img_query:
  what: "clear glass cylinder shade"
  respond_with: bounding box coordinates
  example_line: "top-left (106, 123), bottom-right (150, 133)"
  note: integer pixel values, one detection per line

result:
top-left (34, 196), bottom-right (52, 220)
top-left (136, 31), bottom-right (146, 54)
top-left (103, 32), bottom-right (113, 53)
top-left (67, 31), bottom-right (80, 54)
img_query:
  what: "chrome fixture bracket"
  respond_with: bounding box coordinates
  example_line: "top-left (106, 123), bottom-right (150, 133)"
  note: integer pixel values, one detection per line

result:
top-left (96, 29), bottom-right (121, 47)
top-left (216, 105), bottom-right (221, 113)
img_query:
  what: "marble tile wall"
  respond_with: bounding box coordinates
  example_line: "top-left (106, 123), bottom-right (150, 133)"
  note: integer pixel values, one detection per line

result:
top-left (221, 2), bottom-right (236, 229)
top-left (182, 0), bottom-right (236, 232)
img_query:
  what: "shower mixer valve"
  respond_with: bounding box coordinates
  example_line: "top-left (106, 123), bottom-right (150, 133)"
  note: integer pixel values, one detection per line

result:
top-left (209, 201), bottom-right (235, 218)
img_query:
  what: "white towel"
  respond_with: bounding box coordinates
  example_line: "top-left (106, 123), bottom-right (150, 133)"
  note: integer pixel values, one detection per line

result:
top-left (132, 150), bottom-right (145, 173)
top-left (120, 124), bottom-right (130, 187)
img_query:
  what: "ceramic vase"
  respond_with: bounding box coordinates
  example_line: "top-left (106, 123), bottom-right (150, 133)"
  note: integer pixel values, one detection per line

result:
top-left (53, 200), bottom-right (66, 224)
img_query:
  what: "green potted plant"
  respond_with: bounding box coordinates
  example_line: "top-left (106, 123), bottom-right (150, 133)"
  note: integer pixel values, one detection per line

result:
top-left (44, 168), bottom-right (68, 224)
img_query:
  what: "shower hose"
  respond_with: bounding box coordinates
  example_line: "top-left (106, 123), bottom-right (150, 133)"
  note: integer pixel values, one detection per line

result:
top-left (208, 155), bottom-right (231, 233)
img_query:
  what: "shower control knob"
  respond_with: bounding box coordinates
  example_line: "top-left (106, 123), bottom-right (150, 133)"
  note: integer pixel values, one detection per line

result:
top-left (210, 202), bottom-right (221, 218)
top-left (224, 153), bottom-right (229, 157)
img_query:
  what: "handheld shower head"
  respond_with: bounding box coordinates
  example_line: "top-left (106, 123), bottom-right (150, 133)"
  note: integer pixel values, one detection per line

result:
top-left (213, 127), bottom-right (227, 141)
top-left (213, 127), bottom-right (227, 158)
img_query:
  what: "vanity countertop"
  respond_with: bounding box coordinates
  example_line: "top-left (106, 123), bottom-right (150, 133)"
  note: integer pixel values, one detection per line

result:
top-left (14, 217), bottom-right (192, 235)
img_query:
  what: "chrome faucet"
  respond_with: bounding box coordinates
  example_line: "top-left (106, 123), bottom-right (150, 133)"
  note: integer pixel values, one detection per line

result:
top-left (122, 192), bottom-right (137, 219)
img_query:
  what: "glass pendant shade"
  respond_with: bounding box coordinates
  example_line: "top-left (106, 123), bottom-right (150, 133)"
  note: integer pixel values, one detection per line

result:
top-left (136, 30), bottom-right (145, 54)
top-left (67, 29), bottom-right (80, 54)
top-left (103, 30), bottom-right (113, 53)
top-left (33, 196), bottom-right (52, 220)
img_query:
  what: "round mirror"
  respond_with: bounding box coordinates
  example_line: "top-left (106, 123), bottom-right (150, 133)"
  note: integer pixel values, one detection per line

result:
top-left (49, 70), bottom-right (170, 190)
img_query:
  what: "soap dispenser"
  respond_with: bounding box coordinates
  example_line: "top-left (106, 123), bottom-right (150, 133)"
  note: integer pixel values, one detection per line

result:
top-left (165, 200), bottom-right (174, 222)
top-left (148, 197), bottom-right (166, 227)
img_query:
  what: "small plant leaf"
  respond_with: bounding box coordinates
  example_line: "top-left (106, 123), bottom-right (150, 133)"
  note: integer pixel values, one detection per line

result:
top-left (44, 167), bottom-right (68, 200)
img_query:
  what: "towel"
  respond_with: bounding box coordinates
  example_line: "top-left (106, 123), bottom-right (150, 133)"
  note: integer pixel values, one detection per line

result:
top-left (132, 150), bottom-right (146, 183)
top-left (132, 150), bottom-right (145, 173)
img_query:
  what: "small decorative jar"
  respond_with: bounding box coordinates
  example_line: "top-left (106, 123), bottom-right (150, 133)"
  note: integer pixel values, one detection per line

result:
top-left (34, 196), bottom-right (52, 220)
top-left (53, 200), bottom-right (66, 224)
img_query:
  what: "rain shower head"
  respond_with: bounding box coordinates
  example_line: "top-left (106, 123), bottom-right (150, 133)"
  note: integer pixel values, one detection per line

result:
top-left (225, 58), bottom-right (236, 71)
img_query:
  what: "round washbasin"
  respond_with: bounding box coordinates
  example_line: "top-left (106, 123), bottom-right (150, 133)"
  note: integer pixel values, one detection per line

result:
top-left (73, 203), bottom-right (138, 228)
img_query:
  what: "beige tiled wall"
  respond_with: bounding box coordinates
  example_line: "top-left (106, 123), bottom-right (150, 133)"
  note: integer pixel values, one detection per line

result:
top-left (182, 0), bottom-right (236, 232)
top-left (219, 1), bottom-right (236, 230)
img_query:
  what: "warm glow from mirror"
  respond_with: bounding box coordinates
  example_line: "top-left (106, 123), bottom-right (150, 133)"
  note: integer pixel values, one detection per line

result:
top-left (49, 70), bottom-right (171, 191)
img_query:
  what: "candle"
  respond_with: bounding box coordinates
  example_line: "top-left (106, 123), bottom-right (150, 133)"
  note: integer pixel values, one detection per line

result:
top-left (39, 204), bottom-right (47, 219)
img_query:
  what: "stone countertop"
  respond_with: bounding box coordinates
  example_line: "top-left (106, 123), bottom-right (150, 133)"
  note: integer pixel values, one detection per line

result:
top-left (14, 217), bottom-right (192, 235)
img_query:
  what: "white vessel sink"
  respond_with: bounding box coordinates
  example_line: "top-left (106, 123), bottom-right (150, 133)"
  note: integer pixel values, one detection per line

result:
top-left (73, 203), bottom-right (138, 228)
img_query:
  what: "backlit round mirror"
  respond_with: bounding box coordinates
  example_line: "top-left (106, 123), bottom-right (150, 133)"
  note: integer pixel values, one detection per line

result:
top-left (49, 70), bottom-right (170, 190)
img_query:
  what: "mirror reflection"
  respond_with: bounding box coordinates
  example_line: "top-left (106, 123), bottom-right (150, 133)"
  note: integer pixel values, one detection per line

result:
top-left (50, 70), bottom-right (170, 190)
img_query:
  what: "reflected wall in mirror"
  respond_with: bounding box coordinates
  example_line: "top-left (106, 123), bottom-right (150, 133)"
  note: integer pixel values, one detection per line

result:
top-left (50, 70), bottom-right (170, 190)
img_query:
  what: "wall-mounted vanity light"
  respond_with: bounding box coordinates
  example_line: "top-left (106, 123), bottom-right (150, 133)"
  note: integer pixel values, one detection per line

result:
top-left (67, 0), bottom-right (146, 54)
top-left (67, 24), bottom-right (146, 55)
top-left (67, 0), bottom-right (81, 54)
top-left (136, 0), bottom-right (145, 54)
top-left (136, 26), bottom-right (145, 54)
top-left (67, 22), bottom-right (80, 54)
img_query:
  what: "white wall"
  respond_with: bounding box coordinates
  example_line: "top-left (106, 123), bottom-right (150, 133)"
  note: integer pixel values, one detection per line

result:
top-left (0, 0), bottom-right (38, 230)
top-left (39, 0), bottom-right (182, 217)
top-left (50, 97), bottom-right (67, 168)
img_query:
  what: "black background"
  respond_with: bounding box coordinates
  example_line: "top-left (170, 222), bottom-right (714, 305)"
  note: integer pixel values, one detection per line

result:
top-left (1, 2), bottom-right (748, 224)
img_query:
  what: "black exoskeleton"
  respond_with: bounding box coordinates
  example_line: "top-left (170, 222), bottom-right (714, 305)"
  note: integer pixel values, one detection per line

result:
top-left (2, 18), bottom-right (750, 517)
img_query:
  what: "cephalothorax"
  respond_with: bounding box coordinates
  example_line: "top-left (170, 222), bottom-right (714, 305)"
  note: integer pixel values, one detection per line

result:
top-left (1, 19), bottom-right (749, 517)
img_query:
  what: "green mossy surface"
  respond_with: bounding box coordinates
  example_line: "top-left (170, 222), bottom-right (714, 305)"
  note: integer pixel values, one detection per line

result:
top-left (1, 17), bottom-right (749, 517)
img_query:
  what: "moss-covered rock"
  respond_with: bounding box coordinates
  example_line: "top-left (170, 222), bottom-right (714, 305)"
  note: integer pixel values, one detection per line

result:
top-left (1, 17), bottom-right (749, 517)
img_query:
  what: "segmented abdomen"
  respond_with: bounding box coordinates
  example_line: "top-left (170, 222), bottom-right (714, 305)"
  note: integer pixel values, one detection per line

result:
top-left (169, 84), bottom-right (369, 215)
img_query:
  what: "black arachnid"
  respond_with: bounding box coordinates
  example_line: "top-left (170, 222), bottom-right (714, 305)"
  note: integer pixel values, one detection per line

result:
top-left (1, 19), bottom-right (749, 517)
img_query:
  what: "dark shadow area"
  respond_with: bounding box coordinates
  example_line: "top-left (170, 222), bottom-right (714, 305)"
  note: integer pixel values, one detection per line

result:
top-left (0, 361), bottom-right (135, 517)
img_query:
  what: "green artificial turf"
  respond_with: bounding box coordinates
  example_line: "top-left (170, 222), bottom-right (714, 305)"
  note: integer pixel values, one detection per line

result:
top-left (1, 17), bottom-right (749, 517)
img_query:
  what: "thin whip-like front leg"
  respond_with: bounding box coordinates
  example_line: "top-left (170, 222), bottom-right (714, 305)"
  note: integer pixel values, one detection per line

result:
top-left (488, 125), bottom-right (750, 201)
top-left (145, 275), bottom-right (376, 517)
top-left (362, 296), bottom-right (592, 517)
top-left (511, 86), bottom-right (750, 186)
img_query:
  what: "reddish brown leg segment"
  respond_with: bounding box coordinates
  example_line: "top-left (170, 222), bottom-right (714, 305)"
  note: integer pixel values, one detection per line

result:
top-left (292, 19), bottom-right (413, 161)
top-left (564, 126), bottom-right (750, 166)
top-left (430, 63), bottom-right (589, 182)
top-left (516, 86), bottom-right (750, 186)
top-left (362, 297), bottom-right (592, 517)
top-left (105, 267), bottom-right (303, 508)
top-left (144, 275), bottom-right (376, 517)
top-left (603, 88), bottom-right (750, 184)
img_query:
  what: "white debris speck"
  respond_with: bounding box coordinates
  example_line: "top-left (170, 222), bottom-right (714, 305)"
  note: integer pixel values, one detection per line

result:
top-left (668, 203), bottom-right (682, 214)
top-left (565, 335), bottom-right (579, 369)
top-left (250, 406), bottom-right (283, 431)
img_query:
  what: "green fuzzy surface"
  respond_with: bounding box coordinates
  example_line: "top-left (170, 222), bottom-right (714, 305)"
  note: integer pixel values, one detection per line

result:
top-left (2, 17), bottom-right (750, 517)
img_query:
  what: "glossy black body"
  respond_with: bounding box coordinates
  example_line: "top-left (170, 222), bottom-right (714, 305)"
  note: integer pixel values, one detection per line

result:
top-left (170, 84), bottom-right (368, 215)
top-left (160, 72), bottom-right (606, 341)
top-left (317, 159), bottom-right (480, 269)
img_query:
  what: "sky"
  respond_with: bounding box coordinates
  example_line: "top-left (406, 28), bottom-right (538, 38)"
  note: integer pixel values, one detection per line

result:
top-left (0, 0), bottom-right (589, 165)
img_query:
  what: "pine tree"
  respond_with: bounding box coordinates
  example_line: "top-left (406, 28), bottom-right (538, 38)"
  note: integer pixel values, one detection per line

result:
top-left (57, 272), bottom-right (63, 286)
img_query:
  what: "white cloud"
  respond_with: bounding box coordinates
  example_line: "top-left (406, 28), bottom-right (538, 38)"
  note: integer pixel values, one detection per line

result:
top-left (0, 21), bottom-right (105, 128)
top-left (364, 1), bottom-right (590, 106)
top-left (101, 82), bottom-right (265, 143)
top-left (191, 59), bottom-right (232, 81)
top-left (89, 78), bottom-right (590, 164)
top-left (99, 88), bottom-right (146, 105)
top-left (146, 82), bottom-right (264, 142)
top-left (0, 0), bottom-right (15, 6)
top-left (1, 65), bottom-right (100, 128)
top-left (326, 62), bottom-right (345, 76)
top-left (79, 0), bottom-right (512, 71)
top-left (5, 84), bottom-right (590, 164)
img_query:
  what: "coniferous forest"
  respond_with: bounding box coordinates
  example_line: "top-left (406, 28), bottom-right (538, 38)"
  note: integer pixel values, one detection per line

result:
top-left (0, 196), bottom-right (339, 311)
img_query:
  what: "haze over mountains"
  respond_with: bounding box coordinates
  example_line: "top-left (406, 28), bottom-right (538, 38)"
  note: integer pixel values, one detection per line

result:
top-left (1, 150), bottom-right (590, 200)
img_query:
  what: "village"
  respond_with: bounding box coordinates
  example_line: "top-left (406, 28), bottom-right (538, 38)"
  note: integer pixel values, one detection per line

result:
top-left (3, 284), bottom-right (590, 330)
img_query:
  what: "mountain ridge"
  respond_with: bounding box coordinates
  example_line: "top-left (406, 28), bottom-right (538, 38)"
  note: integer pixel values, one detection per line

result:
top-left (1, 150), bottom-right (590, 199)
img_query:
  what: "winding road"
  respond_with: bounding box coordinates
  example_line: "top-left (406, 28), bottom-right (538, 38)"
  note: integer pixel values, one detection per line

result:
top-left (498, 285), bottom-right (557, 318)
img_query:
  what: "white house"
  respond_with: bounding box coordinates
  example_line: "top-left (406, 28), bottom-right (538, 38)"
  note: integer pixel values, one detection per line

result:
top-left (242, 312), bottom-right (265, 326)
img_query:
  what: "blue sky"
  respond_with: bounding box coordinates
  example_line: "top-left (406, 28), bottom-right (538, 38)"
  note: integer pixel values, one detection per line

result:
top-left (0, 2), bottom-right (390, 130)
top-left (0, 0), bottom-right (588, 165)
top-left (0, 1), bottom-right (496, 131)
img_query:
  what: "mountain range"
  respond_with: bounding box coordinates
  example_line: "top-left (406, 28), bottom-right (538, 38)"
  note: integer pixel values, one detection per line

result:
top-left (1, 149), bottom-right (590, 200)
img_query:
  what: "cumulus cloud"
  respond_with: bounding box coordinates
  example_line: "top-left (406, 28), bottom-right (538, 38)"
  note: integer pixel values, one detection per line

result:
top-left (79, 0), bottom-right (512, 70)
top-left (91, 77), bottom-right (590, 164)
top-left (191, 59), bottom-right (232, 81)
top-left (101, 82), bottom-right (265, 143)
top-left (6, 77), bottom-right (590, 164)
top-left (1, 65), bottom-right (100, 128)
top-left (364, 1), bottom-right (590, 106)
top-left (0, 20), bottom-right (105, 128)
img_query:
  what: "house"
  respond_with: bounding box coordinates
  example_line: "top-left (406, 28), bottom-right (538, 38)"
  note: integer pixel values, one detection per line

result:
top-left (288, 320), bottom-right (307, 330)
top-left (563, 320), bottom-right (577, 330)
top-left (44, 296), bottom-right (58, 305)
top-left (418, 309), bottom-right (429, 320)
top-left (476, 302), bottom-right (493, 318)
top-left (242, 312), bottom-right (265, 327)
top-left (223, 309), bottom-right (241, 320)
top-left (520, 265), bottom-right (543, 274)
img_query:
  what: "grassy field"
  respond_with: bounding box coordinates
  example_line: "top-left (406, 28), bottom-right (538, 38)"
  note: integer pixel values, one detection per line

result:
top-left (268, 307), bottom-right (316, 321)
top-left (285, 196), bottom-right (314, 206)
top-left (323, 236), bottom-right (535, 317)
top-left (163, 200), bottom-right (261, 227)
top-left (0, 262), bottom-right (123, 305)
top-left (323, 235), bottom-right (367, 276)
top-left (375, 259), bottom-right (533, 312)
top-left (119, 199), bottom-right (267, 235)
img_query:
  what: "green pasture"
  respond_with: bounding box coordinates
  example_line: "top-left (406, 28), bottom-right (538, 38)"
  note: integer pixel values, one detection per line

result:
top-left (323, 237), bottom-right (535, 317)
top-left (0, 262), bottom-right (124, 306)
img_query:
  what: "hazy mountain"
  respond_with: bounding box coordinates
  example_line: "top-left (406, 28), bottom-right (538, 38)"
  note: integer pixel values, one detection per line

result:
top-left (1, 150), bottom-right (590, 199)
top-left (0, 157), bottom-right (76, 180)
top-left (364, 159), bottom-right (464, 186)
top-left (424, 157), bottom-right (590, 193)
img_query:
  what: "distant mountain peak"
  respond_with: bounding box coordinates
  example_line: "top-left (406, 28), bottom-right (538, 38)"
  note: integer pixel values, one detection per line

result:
++++++++++
Scan the records for the string "surface". Copy each line in which it appears.

▶ _OUTPUT FOR THIS EXERCISE_
  what: "green mossy surface"
  what: "green fuzzy surface"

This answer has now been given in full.